Source data
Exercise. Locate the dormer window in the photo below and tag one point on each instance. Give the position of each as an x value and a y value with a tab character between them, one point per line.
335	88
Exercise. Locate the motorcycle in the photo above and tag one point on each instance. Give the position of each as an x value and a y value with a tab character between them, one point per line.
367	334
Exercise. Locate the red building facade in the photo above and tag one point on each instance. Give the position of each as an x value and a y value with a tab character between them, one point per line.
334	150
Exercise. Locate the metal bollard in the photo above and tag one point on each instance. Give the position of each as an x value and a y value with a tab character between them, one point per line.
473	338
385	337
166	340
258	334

Challenge
Recast everything from the line containing "Exercise. Locate the metal" down to the end of the listing as a two-column CSV with the headers instruction and answer, one row for each instruction together with its answer. Put each value in a single quoted field, with line breaks turned into spaces.

Correct answer
instruction,answer
"Exercise. Locate the metal bollard in the photo above and tag one point on each instance. Give the position of each as an x value and a y value with a tab character between them, one point per line.","473	338 385	337 166	340 258	334"